(Rows excerpted from a collection)

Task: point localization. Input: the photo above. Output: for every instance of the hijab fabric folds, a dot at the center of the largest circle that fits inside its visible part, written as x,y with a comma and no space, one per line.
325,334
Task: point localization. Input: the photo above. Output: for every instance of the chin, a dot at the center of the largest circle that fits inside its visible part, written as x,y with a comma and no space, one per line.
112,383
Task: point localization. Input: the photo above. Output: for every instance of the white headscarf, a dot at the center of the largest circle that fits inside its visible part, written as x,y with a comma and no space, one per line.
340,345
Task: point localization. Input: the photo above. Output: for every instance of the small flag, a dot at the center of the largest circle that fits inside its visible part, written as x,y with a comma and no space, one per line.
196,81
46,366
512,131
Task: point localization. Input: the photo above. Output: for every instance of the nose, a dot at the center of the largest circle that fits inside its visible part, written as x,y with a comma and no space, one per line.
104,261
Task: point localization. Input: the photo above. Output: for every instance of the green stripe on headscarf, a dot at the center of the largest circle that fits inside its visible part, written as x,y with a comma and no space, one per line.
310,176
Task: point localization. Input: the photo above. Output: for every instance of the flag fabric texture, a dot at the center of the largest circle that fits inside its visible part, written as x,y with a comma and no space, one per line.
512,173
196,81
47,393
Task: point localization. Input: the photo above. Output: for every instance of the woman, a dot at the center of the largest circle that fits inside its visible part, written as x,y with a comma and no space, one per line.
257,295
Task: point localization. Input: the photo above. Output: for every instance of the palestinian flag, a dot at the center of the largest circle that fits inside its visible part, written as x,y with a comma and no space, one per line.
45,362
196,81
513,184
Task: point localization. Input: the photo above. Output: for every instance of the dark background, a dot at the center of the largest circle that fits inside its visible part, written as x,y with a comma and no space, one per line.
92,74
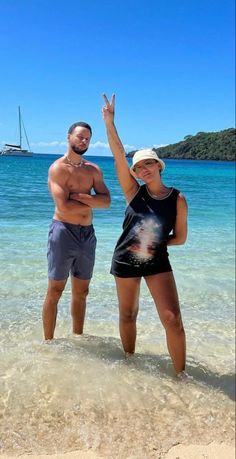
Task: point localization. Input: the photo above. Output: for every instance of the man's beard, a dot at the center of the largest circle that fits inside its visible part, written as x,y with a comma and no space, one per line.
78,150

__Requirement__. Rescale the rows above, starting with the line that contains "of the dark" and going on through the end of the rows, by repeating every line, requests included, with each point coordinate in the answers multiplied by 0.7 and rounded to a whole number, halves rounded up. Leave the pictures out of your answer.

__Task response__.
Task: point localization. Input: the photo above. Output: for every instance of the dark background, a dot at the center of the largest circle that fits inside its visible part, written as x,y with a comma and no space, one per line.
64,52
Task: point localization. Input: the photo above. Output: for every instance of the man's beard, a dot at the center of the largest circle that fits inside its visible part, written as x,y with a comma and no space, one per line.
55,105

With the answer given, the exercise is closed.